* Data to process:

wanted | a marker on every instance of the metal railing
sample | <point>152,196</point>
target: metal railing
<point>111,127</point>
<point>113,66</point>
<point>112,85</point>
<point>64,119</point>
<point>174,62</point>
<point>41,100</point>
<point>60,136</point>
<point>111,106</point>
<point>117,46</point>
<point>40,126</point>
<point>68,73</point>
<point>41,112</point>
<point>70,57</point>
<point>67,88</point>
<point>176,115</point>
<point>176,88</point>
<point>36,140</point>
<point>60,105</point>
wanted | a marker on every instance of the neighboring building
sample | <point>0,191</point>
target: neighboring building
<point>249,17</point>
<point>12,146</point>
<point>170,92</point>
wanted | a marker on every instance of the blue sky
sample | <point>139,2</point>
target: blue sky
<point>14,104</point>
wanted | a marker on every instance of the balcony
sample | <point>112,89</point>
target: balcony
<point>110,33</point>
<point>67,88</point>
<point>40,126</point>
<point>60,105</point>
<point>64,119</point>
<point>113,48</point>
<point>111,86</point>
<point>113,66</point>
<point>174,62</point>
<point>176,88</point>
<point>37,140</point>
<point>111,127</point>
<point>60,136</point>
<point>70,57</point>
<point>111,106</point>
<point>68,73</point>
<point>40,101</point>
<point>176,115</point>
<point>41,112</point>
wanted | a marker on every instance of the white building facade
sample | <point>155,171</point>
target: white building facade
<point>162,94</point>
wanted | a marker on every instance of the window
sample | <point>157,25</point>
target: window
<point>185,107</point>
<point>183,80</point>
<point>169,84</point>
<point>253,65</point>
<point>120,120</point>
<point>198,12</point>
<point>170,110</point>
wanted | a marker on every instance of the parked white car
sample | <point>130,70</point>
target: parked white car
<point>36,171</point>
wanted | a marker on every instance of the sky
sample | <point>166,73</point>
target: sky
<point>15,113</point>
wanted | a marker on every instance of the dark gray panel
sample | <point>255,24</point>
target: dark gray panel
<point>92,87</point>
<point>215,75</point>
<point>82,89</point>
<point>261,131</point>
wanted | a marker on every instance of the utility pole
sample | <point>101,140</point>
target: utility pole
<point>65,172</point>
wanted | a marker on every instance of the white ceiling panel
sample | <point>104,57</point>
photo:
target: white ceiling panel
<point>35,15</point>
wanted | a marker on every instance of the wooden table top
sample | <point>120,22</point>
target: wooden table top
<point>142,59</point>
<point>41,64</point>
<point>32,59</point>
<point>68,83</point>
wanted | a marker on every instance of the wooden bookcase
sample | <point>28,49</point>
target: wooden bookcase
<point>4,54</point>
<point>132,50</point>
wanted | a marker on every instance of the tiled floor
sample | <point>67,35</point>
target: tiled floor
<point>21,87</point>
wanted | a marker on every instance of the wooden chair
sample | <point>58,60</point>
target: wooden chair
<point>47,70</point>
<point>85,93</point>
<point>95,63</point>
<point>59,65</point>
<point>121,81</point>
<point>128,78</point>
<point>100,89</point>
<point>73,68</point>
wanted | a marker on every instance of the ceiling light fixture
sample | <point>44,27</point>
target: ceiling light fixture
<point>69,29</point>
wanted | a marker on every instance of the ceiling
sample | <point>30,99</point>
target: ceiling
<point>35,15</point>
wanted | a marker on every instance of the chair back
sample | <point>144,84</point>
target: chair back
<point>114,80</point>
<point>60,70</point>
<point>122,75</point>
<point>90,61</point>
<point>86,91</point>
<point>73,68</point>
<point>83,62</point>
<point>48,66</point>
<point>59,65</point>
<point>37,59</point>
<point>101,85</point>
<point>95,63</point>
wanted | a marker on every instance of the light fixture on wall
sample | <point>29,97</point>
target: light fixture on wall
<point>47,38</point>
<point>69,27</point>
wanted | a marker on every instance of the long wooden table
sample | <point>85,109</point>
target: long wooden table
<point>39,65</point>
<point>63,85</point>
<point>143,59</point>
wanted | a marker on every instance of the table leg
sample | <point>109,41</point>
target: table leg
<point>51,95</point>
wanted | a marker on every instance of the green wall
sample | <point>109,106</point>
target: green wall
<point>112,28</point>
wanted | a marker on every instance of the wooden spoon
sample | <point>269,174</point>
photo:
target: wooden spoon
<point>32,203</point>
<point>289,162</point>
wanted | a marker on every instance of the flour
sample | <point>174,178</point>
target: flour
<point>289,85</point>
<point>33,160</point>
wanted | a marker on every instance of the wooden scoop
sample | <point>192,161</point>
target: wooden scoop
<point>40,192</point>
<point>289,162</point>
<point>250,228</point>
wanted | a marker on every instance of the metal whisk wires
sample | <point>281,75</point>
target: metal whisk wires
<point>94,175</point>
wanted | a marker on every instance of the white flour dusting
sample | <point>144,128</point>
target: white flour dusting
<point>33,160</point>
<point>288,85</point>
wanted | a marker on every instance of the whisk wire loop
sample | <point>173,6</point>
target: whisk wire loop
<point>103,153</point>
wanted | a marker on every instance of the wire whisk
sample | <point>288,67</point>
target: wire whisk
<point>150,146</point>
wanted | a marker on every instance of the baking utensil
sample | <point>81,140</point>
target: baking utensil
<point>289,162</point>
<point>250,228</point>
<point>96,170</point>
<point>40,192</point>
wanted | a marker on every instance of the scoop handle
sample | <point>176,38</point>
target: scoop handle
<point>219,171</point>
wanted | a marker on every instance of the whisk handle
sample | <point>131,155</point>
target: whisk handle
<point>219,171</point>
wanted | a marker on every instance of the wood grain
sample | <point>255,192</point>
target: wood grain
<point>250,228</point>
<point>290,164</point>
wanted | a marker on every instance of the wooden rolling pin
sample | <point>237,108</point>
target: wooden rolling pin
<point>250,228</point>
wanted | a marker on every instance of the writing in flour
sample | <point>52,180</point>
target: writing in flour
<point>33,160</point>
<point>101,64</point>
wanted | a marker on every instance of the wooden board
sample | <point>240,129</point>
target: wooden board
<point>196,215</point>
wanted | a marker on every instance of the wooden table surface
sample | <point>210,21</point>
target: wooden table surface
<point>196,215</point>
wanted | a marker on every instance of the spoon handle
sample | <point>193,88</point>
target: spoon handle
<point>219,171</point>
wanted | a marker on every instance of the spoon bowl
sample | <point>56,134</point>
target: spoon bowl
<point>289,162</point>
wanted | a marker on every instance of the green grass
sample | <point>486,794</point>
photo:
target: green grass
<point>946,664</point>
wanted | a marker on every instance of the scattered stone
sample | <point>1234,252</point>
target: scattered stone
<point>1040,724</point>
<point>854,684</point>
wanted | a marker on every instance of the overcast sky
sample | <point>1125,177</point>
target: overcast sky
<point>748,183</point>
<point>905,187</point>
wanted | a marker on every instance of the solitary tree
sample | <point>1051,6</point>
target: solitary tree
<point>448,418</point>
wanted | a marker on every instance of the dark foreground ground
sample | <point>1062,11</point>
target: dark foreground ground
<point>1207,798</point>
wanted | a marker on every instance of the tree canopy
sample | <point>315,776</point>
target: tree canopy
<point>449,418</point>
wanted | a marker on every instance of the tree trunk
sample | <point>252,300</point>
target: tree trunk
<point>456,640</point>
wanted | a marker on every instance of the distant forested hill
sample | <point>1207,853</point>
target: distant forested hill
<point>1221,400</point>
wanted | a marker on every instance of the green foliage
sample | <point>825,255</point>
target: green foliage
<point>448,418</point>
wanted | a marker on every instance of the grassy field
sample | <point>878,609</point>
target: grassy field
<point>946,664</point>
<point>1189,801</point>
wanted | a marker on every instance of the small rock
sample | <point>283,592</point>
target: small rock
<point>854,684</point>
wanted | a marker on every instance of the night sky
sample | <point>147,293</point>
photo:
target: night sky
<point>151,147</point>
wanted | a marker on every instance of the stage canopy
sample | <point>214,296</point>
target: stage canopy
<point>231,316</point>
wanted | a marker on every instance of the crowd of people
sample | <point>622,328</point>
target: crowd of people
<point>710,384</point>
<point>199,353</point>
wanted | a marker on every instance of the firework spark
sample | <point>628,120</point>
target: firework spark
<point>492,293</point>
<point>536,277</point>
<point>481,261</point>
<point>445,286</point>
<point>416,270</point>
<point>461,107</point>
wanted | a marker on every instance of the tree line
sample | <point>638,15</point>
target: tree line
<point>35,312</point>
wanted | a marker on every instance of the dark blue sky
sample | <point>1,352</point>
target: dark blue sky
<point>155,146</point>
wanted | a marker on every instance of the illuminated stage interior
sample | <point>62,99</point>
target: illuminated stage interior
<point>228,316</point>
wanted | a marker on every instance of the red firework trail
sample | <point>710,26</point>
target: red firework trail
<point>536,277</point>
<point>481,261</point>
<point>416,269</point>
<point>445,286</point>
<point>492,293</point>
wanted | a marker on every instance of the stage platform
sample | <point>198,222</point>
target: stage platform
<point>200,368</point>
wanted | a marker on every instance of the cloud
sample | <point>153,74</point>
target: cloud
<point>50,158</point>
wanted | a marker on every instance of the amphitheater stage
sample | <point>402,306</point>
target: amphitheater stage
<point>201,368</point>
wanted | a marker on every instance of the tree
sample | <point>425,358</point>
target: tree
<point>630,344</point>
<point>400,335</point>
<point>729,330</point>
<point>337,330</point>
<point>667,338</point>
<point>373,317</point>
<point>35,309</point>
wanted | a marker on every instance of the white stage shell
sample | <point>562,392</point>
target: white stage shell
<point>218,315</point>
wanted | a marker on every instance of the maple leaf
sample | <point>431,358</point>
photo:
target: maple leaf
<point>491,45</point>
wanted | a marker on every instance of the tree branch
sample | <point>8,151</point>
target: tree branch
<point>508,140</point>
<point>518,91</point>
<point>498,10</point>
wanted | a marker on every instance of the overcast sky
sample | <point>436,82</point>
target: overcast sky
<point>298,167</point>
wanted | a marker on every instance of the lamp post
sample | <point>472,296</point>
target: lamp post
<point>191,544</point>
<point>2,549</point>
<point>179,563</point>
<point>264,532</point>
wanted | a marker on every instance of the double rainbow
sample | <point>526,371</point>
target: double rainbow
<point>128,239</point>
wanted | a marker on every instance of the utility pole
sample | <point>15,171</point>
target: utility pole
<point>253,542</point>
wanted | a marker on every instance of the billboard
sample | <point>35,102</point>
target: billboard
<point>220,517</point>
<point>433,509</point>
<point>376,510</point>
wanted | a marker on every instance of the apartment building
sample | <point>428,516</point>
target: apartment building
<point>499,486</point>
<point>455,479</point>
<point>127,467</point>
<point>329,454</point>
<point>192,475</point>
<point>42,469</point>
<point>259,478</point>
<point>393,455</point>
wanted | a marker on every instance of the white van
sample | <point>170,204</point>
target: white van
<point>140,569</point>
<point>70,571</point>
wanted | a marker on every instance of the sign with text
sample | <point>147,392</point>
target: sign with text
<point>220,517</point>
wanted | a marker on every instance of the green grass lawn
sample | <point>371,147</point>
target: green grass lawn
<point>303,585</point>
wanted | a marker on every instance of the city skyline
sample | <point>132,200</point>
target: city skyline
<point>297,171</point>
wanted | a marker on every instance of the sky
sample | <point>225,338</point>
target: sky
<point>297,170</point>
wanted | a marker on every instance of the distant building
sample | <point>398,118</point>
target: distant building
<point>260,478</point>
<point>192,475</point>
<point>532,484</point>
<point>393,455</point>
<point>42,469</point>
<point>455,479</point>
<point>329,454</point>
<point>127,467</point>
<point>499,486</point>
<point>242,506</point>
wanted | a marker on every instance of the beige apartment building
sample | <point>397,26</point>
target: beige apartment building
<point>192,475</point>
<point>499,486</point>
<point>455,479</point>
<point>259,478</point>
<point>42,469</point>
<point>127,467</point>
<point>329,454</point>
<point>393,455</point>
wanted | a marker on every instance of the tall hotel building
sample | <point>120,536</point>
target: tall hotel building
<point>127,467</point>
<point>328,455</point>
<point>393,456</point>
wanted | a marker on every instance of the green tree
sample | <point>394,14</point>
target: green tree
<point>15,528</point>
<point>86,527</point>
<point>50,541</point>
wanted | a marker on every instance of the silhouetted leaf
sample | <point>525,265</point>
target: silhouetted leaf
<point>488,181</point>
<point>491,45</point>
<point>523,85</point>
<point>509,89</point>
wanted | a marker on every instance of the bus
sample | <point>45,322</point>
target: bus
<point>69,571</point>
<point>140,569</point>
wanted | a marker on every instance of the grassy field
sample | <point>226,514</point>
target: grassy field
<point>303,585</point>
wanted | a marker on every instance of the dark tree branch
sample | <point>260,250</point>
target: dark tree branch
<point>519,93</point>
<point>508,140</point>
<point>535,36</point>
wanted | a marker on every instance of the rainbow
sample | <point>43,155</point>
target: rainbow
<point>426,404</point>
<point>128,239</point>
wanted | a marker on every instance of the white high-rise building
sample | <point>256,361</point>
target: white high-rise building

* Directions: Look through the entries above and count each line holding "rise"; report the count alone.

* Task output: 2